Source extract:
Canned tuna is an affordable and popular source of protein around the world. There are five species of tuna that make up most of the commercial market: skipjack (Katsuwonus pelamis), albacore (Thunnus alalonga), yellowfin (Thunnus albacares), bigeye (Thunnus obesus), and bluefin (Thunnus thynuss). All tuna fall belong to the Thunnini tribe, a classification  within the Scombridae, or mackerel, family. Of these five species, skipjack and albacore make up the majority of canned tuna, while bigeye, bluefin, and yellowfin are primarily used in sushi and sashimi. Species vary in size and lifespan from the 40-pound skipjack that lives up to ten years, to the 1500-pound bluefin with an average lifespan of 40 years. Tuna are both predatory and migratory and are found in most of the large oceans around the globe. The biggest threat posed to tuna species is overfishing.

Exercise directions: Repeat the canned tuna passage above word for word, from its first sentence to its last.

Provided records:

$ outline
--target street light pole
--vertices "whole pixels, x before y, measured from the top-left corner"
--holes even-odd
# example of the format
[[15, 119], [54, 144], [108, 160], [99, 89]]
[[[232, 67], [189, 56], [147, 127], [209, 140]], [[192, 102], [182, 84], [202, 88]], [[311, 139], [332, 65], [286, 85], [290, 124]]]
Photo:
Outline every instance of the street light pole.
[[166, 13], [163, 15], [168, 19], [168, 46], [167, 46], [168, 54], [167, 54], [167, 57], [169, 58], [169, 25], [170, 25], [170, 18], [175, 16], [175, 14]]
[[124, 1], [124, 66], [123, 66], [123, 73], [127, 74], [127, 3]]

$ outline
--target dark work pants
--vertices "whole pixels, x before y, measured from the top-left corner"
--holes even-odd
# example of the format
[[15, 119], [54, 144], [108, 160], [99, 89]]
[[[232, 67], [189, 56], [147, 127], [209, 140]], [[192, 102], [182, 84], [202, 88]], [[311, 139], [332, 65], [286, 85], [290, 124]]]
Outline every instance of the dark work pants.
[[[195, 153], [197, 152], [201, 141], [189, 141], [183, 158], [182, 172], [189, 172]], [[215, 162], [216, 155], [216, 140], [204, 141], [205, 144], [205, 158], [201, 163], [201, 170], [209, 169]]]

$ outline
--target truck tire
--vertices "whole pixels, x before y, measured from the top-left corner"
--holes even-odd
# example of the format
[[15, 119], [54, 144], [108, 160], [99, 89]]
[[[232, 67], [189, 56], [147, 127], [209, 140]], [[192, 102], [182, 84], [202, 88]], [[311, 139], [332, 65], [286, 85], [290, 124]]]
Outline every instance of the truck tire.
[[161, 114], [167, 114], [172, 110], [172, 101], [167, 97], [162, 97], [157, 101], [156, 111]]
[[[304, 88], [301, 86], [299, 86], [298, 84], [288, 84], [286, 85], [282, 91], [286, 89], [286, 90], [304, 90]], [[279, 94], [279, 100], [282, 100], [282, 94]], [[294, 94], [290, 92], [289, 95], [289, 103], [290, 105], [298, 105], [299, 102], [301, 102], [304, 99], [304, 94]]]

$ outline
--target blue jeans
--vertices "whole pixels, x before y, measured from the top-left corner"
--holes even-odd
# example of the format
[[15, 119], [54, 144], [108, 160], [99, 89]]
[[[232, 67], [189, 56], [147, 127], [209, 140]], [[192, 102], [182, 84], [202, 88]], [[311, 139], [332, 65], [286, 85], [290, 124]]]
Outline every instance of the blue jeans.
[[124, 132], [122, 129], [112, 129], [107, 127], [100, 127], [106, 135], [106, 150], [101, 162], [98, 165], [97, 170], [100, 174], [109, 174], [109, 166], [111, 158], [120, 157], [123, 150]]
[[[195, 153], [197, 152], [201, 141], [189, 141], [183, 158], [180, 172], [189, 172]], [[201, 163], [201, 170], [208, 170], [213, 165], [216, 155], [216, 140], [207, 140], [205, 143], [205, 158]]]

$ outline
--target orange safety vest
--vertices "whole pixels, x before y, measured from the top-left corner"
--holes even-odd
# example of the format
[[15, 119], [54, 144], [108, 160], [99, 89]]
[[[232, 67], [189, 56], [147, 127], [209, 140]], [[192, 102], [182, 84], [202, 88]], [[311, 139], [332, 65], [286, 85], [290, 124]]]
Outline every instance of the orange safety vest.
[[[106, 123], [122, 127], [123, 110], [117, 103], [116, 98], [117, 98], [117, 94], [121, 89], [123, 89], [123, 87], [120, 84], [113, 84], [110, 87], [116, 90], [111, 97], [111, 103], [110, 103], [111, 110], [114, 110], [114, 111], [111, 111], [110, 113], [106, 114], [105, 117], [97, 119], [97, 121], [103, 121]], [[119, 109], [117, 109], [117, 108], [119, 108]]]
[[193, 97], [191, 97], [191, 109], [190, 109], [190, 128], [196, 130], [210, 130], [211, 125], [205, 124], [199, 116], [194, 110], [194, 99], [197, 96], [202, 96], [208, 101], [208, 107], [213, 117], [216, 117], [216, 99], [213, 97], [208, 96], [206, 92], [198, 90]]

Solution for this task:
Canned tuna is an affordable and popular source of protein around the world. There are five species of tuna that make up most of the commercial market: skipjack (Katsuwonus pelamis), albacore (Thunnus alalonga), yellowfin (Thunnus albacares), bigeye (Thunnus obesus), and bluefin (Thunnus thynuss). All tuna fall belong to the Thunnini tribe, a classification  within the Scombridae, or mackerel, family. Of these five species, skipjack and albacore make up the majority of canned tuna, while bigeye, bluefin, and yellowfin are primarily used in sushi and sashimi. Species vary in size and lifespan from the 40-pound skipjack that lives up to ten years, to the 1500-pound bluefin with an average lifespan of 40 years. Tuna are both predatory and migratory and are found in most of the large oceans around the globe. The biggest threat posed to tuna species is overfishing.